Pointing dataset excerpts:
───

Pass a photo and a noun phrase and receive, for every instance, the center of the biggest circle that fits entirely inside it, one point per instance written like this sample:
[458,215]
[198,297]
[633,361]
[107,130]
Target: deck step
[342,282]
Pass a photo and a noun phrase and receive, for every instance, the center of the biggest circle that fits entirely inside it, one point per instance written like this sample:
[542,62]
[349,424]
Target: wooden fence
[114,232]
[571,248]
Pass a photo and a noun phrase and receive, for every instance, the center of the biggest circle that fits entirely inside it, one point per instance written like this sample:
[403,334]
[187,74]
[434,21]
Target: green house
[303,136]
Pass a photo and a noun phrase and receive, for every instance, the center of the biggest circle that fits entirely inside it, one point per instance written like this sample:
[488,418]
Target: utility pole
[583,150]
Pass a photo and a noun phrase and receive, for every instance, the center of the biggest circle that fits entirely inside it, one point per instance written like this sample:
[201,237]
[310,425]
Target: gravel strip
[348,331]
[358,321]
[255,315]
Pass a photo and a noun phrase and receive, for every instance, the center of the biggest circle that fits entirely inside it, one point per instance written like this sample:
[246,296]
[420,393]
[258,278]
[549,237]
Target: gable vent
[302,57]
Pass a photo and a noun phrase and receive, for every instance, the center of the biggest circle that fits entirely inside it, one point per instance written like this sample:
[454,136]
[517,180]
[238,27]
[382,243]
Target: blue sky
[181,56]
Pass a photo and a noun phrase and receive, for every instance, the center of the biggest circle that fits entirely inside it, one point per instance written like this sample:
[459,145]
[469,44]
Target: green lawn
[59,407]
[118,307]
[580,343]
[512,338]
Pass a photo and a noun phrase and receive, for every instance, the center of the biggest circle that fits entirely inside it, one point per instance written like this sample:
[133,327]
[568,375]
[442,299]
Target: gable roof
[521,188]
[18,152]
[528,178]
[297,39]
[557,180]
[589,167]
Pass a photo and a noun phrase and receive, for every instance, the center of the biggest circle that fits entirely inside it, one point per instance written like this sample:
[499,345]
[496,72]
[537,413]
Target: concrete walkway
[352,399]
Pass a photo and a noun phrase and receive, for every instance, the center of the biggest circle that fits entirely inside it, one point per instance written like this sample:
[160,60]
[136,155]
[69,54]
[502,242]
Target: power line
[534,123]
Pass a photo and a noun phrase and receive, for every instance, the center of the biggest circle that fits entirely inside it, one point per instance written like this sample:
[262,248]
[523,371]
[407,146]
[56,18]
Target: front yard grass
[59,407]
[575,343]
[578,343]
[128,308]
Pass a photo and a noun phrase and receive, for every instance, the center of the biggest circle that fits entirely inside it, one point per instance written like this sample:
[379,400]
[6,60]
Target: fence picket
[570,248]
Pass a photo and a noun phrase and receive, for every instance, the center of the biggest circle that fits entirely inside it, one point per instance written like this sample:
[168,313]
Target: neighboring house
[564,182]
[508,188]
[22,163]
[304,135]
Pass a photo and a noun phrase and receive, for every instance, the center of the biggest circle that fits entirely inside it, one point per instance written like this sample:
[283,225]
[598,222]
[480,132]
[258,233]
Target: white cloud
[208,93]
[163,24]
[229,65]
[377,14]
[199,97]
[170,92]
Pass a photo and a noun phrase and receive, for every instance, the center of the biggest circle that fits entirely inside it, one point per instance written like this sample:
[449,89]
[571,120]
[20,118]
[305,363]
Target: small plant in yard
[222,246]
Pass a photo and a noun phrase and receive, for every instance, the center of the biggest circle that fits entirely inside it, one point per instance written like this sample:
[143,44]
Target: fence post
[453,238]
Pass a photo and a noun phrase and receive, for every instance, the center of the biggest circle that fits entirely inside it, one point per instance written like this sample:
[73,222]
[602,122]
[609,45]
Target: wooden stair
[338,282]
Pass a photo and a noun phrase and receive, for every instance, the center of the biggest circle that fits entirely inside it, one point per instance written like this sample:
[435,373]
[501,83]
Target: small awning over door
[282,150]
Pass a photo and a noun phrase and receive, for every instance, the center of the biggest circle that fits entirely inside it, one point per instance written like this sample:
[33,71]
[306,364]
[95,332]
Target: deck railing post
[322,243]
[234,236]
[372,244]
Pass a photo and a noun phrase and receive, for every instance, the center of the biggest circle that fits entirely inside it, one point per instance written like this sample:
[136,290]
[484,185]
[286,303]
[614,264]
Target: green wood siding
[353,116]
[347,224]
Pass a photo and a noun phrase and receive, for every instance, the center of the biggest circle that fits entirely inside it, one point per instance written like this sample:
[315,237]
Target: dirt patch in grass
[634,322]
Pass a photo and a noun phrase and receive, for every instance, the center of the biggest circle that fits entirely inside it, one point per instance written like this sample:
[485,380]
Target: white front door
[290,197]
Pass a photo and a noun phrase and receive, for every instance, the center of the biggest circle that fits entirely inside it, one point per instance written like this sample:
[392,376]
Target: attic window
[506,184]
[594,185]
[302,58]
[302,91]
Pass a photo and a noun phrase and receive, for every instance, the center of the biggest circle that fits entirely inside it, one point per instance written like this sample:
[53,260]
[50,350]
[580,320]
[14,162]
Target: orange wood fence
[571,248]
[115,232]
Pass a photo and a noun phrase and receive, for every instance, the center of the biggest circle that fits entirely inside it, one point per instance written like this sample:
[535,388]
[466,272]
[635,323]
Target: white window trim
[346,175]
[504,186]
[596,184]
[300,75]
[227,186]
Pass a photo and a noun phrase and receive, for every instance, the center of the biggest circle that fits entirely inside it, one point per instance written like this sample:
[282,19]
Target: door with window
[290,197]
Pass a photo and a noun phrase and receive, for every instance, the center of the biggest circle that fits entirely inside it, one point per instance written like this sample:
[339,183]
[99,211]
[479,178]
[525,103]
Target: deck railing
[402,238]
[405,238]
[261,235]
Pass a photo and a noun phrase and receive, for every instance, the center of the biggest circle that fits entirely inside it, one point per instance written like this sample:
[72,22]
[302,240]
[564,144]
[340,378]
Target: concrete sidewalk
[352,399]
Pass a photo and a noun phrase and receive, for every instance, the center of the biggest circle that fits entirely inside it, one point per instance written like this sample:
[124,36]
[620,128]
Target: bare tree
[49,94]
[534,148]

───

§ **EXERCISE PROMPT**
Extract the complete set of records unchanged.

§ **SOLUTION**
Pass a photo and a noun phrase and receive, for every instance, the center of the biggest circle that fits entirely inside it, one point per instance written like this sample:
[458,215]
[198,297]
[633,361]
[107,130]
Target: deck step
[342,282]
Pass a photo and a noun phrase and receive, for every instance, the center of the biggest circle that fits entirely inside it, one point per instance written like this sample:
[542,62]
[349,424]
Target: wooden fence
[114,232]
[571,248]
Pass a photo and a noun phrase and receive, for every instance, the center of the biggest circle that fits entirely inside it, one point per instance written like this sample:
[403,334]
[187,74]
[434,21]
Target: green house
[303,136]
Pass a photo and a noun phrase and receive, for every instance, the center of the biggest circle that fits entirely inside it, one point per instance written like this sample:
[488,418]
Target: utility pole
[583,150]
Pass a photo and a noun phrase and receive, for every instance, the center of the biggest circle that fits entirely inside it, one point per instance written like this sample:
[201,237]
[310,425]
Target: gravel strip
[348,331]
[358,321]
[255,315]
Pass a photo and a noun phrase and receive, for every instance, the center of the biggest circle that fits entirely inside it, one point per instance written like this sample:
[246,296]
[420,393]
[258,278]
[549,237]
Target: gable vent
[302,57]
Pass a photo and a noun phrase and receive, for every instance, the center of the biggest circle that fits entirely inside it, one point per instance written like this sample:
[454,136]
[517,180]
[238,27]
[382,243]
Target: blue sky
[181,56]
Pass a photo and a noun phrase and receive, for every instance, the center of the biggest circle that fits entirely inside it, one point per instance written like this sample:
[459,145]
[469,44]
Target: green lawn
[59,407]
[118,307]
[580,343]
[512,338]
Pass a photo and a noun phrase and receive, for every instance, the center of the biggest circle that fits entirely inside it, one point per instance written like this sample:
[133,327]
[568,375]
[442,299]
Target: gable roof
[521,188]
[18,152]
[528,178]
[297,39]
[557,180]
[589,167]
Pass a photo and a noun phrase and receive, for every instance, the center of the biggest circle that fits entirely inside it, one point per instance written like this sample:
[499,345]
[496,72]
[537,413]
Target: concrete walkway
[352,399]
Pass a photo and a noun phrase and receive, for every instance, the center of the biggest circle that fits entirely inside it, one point per instance written like this sample:
[160,60]
[136,155]
[69,54]
[502,242]
Target: power line
[534,123]
Pass a photo and a noun phrase and receive, for every instance, the center of the biggest circle that fits entirely inside it, one point per instance written like this sample:
[262,248]
[523,371]
[407,146]
[56,18]
Target: front yard grass
[59,407]
[575,343]
[578,343]
[128,308]
Pass a photo and a noun phrase and receive, for every instance, the center of the biggest circle that fits entirely inside it, one point per instance written like this sample:
[379,400]
[6,60]
Target: fence picket
[570,248]
Pass a photo and a noun phrase and receive, for every instance, the center of the biggest circle that fits entirely inside it, one point per instance written like this sample:
[168,313]
Target: neighboring house
[564,182]
[508,188]
[22,163]
[304,135]
Pass a photo and a noun phrase and receive, for every instance, the center of the biggest circle that fits entirely inside it, one point per instance written like this sample:
[283,225]
[598,222]
[480,132]
[258,233]
Target: white cloud
[208,93]
[163,24]
[229,65]
[377,14]
[199,97]
[170,92]
Pass a photo and a noun phrase and receive, for every instance, the center of the biggest circle that fits entirely inside it, one point per instance written like this sample:
[449,89]
[571,120]
[20,118]
[305,363]
Target: small plant in yard
[222,246]
Pass a photo and a noun phrase and receive, for every instance, the center of the biggest circle that fits entirely inside it, one point per instance written like this sample:
[143,44]
Target: fence post
[453,238]
Pass a photo and a noun phrase and receive, for every instance, the center of the biggest circle that fits entirely inside it, one point per instance written like this sample:
[73,222]
[602,122]
[609,45]
Target: wooden stair
[338,282]
Pass a photo and a noun phrase and receive, for every instance, the center of the biggest circle that fits entirely inside it, one point per instance written like this sample:
[435,373]
[501,83]
Target: small awning over door
[282,150]
Pass a photo and a noun phrase and receive, for every instance, the center of the biggest circle that fits entirely inside it, one point per instance written like this sample:
[33,71]
[306,364]
[95,332]
Target: deck railing post
[322,243]
[234,236]
[372,244]
Pass a photo and a noun phrase and receive, for every instance, the center of the biggest circle that fits entirely inside it, one point per instance written like this sample:
[136,290]
[484,185]
[286,303]
[614,264]
Target: green wood siding
[353,116]
[347,224]
Pass a photo and a noun phrase and receive, for every instance, the center of the biggest circle that fits entirely inside it, one point per instance written like this sample:
[315,237]
Target: dirt patch in grass
[634,322]
Pass a photo and a noun phrase and receive, for every instance, the center of the biggest circle that fits entirely inside it, one point per instance written like this sample:
[485,380]
Target: white front door
[290,197]
Pass a photo and a noun phrase and receive, for every instance, the center of the biggest circle that fits entirely inside it, one point per instance written like this sample:
[392,376]
Target: attic window
[506,184]
[594,185]
[302,58]
[302,91]
Pass a photo and a noun phrase and receive, for every instance, the center of the biggest circle that fits entirely inside it, one point per instance written like this sample:
[53,260]
[50,350]
[580,320]
[14,162]
Target: orange wood fence
[571,248]
[115,232]
Pass a photo and a noun phrase and receive, for every instance, the center of the biggest circle that fits entirely inside it, one point per instance written like this sample:
[535,388]
[466,272]
[635,323]
Target: white window trim
[346,175]
[504,186]
[596,184]
[300,75]
[227,186]
Pass a photo and a noun phrase and receive, for every instance, the center of the biggest circle that fits entirely inside it, one point per instance written like this sample:
[282,19]
Target: door with window
[290,197]
Pass a photo and a noun phrase and receive, for every instance, the center of the biggest circle that fits entirely inside it, one point per instance written like this sample:
[339,183]
[99,211]
[479,178]
[525,103]
Target: deck railing
[402,238]
[405,238]
[261,235]
Pass a photo and a noun phrase and receive, for every instance, the center of the biggest circle that fits entirely inside it, one point per instance written like this sample:
[72,22]
[302,240]
[564,144]
[340,378]
Target: concrete sidewalk
[352,399]
Pass a photo and a noun phrase and receive, for every instance, the center of the biggest circle that fits entirely inside it, one point per instance written like this sample:
[124,36]
[620,128]
Target: bare tree
[49,94]
[534,148]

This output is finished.